The Boy in the Striped Pyjamas is an astonishing but ultimately improbable story
I raved about this book, and subsequent film, to an elegant, very wise Jewish lady survivor of the death camp Auschwitz (or as our nine-year-old narrator Bruno calls it, ‘Out-With’). She threw me a look of contempt, pulled up her sleeve and displayed her camp number: “This story would not have been possible in that place.”
I saw the film before I read the book – not always a wise thing to do – but the two melded together perfectly. On one level, the book is a child’s fable, on the other, it is a searing adult tragedy just waiting to happen.
As Bruno develops in his nine-year-old way, wanting to be a Great Explorer in this alien place where his father is now ‘Commandant’, he decides the starved and terrified Jewish boy Shmuel will be his new best friend. After all, he’d left his three best friends in Berlin and was lonely and bored.

- - -

TO DO: List every person and place the review names with a proper name.

- - -

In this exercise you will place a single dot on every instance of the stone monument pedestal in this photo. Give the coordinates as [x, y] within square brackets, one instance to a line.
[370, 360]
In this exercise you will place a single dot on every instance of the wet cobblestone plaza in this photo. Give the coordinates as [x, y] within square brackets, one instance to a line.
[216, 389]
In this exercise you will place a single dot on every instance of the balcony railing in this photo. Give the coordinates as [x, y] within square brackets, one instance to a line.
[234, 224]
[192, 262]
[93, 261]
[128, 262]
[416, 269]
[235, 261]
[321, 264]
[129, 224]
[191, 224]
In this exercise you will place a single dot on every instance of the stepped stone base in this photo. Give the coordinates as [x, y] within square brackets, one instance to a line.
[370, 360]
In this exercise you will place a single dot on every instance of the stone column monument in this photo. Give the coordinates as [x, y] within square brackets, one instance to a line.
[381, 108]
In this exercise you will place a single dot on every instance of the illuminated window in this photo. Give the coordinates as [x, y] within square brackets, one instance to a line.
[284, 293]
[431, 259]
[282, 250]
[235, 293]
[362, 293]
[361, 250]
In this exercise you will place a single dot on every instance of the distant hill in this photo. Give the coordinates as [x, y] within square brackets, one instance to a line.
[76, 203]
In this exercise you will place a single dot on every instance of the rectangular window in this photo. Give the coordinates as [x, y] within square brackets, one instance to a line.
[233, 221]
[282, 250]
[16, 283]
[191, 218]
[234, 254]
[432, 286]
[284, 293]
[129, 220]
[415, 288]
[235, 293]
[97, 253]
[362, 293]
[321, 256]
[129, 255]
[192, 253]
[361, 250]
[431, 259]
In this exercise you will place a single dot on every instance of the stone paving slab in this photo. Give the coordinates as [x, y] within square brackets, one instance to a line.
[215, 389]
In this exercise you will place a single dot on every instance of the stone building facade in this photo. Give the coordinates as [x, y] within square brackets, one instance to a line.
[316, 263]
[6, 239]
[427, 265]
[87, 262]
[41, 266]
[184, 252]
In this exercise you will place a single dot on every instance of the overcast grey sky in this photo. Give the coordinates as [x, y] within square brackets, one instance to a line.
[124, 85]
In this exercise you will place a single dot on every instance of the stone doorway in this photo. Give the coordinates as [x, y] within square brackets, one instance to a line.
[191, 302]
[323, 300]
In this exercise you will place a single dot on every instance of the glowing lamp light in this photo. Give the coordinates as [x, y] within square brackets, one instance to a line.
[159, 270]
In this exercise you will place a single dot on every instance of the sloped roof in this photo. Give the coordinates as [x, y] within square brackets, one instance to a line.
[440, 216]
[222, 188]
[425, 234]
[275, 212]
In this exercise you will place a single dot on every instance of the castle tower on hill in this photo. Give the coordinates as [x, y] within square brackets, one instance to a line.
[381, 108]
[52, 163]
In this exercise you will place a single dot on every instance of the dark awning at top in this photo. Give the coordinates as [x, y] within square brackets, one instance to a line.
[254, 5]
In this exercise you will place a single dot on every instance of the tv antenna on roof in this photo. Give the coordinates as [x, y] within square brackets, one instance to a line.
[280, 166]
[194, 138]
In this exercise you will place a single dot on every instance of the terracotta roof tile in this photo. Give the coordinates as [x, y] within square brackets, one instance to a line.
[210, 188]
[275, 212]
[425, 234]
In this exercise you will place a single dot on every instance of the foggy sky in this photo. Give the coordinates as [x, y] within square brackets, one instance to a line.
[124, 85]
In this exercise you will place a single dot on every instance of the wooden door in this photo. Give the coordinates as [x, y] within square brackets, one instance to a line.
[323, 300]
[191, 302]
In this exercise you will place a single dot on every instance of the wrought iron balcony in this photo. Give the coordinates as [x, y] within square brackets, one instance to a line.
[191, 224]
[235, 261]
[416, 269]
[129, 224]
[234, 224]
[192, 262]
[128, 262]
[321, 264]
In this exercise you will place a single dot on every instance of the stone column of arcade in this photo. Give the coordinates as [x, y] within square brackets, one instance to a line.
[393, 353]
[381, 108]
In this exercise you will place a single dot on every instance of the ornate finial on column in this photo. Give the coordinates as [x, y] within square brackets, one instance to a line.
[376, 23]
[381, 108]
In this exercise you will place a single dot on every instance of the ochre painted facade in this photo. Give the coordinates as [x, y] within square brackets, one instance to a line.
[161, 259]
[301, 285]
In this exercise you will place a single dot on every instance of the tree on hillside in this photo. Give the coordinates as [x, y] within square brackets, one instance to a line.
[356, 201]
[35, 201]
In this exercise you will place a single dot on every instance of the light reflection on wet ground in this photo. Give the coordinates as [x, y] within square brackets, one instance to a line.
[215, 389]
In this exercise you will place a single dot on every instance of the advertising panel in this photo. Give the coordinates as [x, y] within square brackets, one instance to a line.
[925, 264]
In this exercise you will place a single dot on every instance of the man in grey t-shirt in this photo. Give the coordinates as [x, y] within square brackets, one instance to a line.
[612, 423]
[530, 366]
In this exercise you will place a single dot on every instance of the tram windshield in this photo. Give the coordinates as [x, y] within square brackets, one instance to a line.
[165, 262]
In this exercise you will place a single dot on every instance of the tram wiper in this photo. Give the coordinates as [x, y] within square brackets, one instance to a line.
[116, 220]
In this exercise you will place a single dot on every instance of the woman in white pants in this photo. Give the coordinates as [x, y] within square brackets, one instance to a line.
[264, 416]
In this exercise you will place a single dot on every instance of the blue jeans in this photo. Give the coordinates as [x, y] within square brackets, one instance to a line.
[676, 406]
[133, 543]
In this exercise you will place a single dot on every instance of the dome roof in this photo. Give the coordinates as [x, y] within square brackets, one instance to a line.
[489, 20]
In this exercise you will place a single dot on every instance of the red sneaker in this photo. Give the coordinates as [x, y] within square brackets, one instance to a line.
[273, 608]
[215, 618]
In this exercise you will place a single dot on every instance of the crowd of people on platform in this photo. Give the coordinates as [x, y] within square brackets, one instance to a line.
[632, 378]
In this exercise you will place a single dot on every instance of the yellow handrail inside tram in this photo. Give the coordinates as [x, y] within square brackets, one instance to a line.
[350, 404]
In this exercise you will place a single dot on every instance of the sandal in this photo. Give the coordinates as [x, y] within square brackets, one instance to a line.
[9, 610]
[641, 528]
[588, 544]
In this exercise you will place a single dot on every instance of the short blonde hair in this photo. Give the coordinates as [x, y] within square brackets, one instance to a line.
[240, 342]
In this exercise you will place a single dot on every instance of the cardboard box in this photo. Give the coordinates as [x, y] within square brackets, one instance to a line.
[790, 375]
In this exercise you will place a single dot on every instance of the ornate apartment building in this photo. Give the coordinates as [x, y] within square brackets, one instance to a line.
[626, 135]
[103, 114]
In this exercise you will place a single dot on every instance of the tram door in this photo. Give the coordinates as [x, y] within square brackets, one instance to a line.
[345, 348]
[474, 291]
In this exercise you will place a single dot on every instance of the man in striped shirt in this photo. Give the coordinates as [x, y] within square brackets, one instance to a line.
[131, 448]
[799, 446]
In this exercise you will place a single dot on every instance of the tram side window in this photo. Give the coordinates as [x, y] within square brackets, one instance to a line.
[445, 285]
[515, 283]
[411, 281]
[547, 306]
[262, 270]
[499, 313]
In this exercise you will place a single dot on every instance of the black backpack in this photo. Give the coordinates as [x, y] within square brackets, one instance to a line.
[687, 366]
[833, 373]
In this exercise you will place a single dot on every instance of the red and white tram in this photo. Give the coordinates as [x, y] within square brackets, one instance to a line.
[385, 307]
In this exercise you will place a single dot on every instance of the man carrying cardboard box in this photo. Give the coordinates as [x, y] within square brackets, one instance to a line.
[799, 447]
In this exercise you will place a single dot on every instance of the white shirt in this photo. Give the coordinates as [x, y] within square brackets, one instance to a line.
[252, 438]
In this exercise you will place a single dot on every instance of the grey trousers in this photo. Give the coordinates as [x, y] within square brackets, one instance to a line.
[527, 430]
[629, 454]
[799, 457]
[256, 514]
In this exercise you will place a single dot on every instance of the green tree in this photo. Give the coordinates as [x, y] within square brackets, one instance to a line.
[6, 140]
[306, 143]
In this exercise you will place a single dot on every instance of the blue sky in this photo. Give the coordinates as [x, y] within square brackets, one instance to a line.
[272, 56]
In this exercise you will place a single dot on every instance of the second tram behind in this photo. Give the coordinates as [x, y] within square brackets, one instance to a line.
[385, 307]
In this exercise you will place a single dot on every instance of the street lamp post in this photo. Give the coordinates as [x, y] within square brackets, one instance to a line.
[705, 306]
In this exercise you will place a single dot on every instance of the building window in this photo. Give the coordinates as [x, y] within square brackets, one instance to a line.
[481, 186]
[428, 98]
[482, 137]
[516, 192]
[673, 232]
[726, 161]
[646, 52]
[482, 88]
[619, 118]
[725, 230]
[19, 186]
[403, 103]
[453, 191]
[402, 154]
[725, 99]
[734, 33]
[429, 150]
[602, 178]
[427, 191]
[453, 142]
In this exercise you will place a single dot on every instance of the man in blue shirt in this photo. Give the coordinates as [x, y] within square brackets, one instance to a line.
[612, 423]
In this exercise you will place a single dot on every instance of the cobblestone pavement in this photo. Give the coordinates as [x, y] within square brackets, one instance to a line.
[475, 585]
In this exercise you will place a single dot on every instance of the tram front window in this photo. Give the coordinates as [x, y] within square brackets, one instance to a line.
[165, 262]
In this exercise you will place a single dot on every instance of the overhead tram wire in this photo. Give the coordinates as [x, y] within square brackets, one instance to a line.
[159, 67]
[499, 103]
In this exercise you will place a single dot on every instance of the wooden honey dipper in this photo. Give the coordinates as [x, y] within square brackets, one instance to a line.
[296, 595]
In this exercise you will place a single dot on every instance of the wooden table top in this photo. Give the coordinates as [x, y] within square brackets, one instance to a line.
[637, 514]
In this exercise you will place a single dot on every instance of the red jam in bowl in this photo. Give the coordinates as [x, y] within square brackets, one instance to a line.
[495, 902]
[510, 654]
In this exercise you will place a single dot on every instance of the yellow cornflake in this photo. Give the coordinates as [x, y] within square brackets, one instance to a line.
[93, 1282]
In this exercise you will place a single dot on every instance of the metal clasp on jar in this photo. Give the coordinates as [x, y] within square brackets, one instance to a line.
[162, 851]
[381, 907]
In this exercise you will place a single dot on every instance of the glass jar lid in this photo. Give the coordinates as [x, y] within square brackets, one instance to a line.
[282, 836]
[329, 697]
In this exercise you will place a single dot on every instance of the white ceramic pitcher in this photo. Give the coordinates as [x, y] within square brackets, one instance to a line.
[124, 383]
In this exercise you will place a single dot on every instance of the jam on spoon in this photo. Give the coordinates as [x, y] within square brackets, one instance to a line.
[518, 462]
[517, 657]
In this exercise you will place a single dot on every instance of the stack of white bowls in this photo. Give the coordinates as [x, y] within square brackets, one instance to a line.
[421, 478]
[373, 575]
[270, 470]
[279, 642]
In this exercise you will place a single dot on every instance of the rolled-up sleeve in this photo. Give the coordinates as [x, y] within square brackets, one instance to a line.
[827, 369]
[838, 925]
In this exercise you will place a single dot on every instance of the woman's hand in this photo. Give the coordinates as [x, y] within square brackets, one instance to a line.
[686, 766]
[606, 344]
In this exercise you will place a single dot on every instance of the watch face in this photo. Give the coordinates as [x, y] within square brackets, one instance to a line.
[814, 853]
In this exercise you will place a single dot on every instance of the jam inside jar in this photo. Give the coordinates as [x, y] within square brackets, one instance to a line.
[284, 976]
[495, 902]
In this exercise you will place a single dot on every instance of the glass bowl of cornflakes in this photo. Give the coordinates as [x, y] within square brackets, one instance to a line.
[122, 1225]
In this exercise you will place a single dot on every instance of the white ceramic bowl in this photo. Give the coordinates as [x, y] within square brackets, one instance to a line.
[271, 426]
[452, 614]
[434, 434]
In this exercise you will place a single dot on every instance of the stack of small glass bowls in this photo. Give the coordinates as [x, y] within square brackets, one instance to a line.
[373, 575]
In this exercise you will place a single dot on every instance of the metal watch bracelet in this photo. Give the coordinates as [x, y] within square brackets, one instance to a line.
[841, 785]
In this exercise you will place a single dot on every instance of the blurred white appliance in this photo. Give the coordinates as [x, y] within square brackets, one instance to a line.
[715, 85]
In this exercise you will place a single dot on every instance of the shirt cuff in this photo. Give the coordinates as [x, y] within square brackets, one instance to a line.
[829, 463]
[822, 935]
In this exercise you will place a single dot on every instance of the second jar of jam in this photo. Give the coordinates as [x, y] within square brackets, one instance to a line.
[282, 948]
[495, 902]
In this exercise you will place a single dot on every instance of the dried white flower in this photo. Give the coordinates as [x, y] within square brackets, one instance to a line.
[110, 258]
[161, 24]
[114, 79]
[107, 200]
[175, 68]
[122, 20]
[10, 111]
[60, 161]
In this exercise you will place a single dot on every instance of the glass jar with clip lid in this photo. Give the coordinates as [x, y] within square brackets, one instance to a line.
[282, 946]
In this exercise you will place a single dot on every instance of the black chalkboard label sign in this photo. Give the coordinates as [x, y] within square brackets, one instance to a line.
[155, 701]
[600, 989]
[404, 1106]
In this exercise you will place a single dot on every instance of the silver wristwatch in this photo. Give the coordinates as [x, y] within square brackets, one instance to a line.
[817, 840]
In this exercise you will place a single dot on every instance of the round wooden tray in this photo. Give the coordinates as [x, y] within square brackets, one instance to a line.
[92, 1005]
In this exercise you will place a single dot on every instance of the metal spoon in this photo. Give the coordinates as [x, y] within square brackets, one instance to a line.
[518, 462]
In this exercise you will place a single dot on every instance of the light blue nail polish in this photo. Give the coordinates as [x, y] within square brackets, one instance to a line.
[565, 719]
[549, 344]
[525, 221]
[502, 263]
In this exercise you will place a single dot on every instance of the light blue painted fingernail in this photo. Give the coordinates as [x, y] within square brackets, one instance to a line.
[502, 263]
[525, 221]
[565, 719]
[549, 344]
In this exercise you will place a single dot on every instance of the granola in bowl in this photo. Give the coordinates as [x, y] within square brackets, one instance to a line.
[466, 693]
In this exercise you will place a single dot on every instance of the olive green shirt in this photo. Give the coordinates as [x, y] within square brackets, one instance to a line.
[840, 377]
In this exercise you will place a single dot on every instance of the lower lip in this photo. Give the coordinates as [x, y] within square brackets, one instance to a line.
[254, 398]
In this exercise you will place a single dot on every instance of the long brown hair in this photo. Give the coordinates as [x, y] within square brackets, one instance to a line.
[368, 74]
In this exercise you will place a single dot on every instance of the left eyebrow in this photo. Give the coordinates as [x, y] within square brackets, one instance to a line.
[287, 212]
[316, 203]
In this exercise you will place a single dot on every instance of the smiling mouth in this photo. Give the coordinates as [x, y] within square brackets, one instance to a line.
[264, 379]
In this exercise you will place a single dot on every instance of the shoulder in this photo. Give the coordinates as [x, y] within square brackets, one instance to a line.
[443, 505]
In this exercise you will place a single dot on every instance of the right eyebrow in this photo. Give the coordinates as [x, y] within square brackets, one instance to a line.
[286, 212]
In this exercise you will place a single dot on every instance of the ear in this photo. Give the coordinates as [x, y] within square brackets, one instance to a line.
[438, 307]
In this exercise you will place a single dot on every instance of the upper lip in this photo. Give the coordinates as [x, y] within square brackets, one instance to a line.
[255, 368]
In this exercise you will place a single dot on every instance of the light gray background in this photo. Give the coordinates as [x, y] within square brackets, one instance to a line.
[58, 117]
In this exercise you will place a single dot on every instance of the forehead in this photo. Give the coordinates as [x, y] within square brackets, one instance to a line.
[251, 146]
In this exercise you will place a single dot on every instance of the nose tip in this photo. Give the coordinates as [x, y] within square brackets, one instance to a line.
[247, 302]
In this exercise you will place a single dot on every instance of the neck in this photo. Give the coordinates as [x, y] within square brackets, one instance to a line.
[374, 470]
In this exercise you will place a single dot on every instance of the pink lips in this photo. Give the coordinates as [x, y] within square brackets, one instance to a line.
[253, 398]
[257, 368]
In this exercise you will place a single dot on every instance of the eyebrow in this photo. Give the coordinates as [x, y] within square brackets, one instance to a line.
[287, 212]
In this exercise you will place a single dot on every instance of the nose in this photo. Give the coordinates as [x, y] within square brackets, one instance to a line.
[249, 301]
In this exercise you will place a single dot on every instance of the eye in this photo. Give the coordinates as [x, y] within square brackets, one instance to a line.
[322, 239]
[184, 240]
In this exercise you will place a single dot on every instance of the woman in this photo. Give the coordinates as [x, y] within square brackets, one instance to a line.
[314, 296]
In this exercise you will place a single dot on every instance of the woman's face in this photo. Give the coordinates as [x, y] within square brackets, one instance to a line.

- - -

RESULT OF THIS TASK: Auschwitz (which Bruno calls 'Out-With'), Bruno, Shmuel, Berlin